Once you reach the line containing "column 535, row 346" in the entries below, write out that line and each one after it down to the line containing "column 522, row 175", exactly and with nothing added.
INPUT Block Start
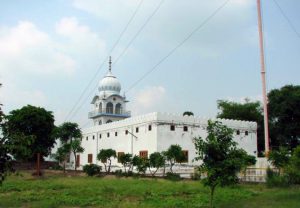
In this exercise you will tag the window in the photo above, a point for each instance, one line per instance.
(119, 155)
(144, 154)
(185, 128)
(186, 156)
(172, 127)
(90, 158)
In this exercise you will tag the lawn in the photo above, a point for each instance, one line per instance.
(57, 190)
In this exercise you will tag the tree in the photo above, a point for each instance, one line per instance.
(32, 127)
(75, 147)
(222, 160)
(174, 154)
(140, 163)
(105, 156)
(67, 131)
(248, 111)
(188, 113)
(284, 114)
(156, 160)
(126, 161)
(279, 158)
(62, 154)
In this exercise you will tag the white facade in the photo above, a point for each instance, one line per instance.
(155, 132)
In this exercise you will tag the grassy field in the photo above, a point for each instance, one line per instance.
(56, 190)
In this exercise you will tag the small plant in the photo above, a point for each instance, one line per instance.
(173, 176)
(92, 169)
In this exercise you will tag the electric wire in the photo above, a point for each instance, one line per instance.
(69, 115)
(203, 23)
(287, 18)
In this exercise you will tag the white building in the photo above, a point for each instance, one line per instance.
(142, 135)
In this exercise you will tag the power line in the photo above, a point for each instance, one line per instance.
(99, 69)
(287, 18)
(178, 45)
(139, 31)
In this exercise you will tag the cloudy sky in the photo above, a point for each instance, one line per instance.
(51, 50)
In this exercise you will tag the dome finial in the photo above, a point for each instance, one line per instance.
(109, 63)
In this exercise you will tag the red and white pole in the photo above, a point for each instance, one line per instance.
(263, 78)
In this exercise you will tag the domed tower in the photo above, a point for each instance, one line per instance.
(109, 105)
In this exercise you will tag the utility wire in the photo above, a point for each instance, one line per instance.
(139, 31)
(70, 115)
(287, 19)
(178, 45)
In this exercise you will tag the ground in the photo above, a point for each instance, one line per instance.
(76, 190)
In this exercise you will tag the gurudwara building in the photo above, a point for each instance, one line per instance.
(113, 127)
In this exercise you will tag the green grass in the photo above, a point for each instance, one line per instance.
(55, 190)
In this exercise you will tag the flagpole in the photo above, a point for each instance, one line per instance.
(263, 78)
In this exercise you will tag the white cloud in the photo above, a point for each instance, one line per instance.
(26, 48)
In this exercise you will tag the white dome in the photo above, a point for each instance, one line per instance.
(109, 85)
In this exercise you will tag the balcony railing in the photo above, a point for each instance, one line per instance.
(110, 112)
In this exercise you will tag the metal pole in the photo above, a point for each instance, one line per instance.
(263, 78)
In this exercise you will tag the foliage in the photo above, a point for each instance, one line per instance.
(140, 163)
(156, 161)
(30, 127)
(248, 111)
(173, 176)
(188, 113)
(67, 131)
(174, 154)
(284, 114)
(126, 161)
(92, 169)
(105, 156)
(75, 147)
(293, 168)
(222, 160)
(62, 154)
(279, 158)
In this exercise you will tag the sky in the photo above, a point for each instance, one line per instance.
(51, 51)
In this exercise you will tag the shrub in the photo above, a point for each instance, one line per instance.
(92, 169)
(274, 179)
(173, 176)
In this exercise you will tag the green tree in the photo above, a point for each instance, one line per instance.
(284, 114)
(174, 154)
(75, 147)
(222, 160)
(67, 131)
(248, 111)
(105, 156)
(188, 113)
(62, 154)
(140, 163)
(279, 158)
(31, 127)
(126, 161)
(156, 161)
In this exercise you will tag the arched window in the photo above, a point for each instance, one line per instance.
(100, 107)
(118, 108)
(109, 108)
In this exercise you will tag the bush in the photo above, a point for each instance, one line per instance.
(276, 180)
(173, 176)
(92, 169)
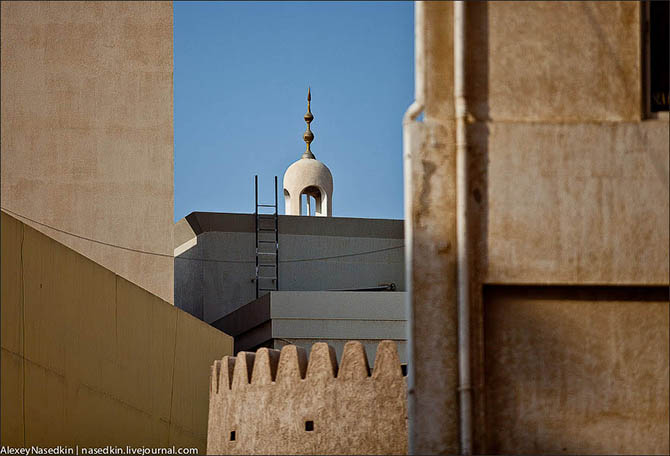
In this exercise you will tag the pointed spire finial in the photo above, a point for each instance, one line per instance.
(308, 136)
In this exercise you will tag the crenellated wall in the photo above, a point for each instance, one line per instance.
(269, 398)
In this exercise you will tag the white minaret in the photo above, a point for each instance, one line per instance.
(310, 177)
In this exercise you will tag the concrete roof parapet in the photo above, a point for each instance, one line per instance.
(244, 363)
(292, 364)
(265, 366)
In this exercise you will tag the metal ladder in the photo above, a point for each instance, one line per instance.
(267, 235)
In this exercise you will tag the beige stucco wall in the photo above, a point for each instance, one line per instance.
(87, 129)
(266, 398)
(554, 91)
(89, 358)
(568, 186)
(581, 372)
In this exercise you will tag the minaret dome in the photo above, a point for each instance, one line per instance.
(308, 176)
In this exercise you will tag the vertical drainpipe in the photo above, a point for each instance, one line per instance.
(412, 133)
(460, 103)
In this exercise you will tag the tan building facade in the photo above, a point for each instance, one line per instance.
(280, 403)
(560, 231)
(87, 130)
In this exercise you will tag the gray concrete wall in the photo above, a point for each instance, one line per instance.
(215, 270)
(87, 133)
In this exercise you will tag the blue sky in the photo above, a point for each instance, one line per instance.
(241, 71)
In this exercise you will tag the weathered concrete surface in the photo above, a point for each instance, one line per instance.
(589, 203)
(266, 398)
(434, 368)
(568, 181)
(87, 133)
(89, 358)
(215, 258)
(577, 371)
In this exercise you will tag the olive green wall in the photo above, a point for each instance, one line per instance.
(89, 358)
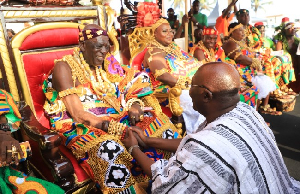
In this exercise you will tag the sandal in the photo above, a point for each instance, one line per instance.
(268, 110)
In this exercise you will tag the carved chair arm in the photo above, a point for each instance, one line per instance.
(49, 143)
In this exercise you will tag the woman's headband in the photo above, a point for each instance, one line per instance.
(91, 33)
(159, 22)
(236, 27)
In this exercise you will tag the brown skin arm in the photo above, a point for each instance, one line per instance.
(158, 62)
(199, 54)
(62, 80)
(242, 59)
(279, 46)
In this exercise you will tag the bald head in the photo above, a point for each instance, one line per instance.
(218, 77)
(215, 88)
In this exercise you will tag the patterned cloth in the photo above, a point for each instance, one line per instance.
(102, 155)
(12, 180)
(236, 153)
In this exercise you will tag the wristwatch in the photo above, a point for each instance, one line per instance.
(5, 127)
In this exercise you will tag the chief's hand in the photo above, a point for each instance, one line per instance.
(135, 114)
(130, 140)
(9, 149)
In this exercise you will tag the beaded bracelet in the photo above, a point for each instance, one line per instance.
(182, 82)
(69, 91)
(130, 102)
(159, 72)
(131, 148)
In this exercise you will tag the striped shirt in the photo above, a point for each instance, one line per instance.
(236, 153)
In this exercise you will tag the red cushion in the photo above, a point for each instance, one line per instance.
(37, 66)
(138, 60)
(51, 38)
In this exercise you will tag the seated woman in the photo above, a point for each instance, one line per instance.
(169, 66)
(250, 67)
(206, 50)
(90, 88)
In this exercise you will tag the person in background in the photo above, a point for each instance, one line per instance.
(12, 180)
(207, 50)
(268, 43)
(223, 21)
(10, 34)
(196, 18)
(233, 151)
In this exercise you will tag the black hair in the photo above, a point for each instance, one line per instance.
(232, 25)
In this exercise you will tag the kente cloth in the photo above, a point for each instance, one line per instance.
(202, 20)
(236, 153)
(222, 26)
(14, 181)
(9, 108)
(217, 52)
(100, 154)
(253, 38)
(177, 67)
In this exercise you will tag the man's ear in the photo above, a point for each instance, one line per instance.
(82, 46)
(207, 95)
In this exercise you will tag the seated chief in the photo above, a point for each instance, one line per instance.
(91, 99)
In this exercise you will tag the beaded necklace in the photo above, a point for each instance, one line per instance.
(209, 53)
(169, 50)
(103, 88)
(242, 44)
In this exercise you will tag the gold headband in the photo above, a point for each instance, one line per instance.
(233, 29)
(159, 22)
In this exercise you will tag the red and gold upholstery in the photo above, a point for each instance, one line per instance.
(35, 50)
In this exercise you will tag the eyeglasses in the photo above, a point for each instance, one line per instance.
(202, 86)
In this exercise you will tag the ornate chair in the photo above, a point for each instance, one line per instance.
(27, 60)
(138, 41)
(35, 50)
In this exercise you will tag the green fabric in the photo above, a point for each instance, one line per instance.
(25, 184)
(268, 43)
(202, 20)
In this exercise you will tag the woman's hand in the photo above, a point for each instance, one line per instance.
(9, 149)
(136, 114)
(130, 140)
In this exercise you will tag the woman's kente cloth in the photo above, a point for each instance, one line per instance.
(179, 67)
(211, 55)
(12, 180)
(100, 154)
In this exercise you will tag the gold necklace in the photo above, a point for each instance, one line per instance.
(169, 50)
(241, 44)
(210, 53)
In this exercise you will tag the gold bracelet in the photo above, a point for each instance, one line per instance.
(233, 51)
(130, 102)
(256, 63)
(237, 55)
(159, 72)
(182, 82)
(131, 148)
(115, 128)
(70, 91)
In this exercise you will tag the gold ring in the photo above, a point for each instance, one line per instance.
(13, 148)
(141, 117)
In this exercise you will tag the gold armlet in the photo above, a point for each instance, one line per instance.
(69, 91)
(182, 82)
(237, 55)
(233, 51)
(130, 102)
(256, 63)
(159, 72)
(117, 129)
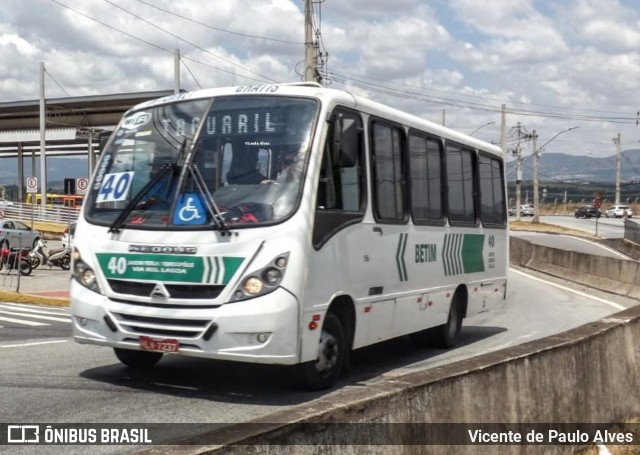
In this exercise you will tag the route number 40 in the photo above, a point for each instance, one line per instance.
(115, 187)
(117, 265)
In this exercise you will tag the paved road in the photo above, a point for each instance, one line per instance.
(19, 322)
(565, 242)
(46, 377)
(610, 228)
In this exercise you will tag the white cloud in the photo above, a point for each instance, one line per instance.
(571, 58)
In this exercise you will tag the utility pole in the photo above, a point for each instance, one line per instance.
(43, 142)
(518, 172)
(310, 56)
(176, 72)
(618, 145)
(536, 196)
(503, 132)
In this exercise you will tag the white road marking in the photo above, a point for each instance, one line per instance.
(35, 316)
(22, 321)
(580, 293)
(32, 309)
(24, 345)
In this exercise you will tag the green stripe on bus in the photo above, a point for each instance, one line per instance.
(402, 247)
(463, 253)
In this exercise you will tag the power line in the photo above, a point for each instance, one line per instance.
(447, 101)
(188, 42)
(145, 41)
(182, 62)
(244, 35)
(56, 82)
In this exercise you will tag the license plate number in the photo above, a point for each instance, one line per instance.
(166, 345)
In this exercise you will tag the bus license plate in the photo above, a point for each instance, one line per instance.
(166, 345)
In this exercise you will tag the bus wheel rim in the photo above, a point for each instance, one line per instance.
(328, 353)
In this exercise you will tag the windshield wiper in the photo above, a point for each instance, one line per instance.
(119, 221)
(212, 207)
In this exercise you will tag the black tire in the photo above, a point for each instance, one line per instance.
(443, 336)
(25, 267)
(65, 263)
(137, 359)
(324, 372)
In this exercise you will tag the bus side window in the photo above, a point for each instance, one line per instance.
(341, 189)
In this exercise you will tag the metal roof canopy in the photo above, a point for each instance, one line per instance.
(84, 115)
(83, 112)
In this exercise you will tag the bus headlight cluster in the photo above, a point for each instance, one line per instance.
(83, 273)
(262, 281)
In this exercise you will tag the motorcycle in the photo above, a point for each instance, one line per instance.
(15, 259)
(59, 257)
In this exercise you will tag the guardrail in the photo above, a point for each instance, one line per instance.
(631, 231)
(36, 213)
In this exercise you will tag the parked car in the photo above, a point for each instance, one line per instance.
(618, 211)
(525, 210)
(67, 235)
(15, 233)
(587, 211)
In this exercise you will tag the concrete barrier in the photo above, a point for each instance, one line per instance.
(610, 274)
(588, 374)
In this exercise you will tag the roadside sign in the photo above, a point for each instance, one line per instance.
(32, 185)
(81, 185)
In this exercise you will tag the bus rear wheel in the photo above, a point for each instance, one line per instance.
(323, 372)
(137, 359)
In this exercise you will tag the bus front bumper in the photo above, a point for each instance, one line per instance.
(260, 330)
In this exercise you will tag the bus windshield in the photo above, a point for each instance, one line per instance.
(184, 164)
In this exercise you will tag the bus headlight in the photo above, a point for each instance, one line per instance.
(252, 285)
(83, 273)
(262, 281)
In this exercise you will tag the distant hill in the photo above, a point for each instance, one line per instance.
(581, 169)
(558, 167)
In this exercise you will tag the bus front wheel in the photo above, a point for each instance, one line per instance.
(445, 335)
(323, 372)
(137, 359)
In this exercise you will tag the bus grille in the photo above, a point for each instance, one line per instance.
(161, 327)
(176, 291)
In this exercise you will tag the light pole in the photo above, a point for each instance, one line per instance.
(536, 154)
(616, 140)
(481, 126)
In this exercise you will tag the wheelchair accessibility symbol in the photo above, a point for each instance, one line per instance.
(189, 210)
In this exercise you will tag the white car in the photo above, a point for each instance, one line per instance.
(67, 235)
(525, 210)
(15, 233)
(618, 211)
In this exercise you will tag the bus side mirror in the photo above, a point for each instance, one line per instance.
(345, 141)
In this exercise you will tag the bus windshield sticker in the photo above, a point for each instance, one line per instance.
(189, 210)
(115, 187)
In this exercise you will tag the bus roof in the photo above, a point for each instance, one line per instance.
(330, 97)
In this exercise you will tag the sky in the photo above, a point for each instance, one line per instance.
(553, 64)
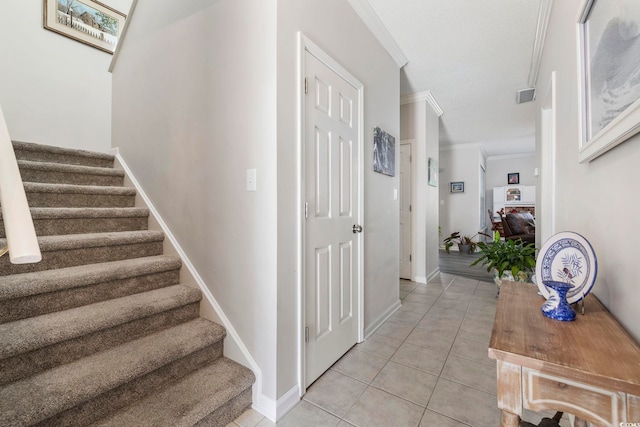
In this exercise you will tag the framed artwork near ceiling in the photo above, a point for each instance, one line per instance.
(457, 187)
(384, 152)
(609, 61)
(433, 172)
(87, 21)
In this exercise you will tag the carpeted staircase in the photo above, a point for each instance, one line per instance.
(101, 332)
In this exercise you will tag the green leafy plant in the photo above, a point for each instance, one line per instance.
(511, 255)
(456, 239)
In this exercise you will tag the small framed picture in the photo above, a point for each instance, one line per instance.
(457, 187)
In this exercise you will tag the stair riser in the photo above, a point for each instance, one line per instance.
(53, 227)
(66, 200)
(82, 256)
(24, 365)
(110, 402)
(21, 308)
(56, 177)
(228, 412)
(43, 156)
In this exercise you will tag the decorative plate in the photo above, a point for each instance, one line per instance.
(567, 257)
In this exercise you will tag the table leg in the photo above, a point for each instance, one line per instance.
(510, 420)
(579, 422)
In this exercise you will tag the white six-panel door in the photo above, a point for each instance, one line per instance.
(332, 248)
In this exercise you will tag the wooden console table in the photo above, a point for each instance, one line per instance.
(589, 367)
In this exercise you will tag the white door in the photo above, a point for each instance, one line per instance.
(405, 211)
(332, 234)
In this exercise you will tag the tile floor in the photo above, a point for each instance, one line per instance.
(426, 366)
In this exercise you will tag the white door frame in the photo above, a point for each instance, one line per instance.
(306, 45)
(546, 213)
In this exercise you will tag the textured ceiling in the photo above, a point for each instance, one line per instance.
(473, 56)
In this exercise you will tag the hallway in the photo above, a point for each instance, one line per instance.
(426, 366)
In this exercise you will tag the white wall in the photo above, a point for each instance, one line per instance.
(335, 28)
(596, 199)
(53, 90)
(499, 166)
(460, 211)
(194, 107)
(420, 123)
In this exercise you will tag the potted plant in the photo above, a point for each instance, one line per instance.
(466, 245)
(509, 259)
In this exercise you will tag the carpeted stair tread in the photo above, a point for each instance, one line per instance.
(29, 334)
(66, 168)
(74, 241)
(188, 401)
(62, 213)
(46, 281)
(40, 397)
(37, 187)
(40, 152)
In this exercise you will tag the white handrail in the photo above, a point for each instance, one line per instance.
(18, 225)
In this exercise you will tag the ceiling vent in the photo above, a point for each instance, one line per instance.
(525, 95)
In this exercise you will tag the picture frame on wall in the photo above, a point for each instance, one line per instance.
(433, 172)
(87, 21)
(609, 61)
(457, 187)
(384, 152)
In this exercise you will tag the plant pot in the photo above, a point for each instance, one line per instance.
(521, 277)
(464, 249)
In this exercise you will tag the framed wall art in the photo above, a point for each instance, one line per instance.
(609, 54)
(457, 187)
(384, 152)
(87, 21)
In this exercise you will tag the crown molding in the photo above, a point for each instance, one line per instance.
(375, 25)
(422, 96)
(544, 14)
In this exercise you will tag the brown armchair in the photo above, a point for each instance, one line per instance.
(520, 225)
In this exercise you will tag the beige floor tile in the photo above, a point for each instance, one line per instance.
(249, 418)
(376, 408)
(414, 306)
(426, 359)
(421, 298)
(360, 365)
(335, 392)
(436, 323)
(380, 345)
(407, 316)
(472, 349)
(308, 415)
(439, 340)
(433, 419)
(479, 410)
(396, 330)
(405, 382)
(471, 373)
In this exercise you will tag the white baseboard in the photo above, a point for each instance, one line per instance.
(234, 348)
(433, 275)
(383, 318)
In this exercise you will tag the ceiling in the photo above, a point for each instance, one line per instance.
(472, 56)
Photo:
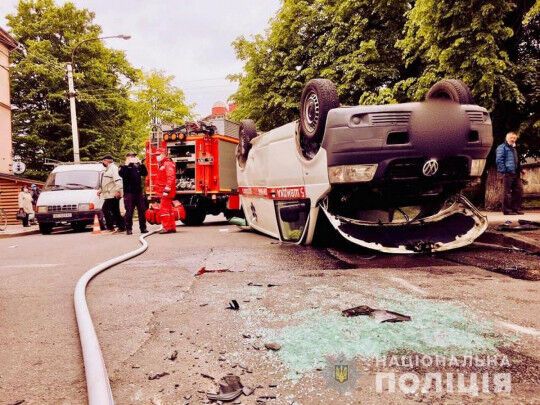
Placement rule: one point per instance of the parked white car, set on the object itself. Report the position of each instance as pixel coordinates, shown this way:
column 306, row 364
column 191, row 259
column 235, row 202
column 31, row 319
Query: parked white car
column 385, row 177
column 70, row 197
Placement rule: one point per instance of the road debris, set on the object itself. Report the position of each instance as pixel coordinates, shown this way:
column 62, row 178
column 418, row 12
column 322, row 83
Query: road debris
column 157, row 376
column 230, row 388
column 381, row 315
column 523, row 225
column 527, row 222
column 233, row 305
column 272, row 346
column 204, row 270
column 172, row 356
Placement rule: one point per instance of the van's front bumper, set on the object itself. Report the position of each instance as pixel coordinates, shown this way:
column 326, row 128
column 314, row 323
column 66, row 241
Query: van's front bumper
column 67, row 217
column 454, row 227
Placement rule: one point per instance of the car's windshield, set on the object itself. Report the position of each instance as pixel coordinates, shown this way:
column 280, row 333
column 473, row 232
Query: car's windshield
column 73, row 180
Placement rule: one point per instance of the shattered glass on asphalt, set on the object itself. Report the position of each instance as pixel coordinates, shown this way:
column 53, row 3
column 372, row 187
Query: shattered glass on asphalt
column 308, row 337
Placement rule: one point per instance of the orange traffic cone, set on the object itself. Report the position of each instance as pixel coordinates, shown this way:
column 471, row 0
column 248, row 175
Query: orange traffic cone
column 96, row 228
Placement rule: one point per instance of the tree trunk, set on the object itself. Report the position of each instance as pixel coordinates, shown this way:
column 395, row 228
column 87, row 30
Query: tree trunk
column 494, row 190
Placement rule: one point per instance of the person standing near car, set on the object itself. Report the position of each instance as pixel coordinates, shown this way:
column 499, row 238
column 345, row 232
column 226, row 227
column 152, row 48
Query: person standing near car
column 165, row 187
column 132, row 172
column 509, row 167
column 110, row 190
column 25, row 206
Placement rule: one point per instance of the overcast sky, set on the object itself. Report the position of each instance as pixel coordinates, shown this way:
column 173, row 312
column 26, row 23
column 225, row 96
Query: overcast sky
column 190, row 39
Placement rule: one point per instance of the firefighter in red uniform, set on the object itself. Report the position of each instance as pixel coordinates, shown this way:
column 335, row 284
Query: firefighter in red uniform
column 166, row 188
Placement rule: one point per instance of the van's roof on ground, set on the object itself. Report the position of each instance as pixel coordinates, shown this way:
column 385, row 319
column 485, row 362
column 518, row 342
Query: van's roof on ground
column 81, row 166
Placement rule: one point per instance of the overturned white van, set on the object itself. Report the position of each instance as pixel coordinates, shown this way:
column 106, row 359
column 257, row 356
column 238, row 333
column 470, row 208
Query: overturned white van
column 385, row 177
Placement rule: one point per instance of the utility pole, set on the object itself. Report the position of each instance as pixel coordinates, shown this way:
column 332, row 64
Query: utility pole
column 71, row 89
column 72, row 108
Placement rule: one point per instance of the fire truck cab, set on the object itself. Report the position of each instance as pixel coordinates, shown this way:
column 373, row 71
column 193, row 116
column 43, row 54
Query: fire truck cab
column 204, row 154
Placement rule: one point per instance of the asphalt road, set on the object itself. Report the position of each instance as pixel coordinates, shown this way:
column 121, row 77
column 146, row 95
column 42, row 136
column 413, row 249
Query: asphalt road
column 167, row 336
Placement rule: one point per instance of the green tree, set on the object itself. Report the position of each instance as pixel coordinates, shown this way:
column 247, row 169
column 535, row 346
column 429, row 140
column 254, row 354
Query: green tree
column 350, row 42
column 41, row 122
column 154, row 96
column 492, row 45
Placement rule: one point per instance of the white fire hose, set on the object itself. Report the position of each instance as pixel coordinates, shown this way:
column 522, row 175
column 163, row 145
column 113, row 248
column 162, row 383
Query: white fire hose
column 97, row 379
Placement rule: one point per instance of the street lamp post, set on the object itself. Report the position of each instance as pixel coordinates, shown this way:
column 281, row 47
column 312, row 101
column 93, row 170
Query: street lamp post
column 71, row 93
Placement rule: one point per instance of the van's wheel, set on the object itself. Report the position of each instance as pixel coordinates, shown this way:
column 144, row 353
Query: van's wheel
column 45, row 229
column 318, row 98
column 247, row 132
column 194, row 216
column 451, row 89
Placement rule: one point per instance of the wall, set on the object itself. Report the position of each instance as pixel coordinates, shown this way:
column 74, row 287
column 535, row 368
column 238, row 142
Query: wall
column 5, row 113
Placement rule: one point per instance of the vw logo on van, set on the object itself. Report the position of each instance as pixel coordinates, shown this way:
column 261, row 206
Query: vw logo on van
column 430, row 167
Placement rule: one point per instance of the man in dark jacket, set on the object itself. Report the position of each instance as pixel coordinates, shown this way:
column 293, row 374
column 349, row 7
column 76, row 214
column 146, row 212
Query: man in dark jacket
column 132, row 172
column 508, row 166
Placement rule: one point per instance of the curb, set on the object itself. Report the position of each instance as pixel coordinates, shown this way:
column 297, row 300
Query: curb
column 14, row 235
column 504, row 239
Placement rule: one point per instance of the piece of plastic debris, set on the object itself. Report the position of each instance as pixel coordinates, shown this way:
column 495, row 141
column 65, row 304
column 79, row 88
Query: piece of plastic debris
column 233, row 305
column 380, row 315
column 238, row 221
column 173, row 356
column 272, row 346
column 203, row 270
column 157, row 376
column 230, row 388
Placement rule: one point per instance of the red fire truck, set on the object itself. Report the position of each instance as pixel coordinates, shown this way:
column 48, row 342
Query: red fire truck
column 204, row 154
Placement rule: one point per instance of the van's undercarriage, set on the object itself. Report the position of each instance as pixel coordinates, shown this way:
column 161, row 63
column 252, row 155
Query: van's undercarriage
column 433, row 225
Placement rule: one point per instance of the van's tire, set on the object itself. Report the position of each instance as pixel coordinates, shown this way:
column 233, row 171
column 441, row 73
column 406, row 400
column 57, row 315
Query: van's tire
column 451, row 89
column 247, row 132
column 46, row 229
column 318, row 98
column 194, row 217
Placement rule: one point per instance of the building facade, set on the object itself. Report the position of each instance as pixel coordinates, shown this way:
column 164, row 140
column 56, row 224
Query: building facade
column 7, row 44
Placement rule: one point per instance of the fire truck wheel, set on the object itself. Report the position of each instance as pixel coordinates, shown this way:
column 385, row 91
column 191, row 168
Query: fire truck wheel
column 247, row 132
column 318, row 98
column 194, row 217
INPUT Block End
[EXERCISE RESULT]
column 535, row 346
column 429, row 140
column 254, row 354
Query: green tree
column 350, row 42
column 41, row 122
column 154, row 96
column 492, row 45
Placement rule: one point per instance of the white fire hose, set on the object itself. Report the position of each instance as pixel coordinates, shown this way:
column 522, row 175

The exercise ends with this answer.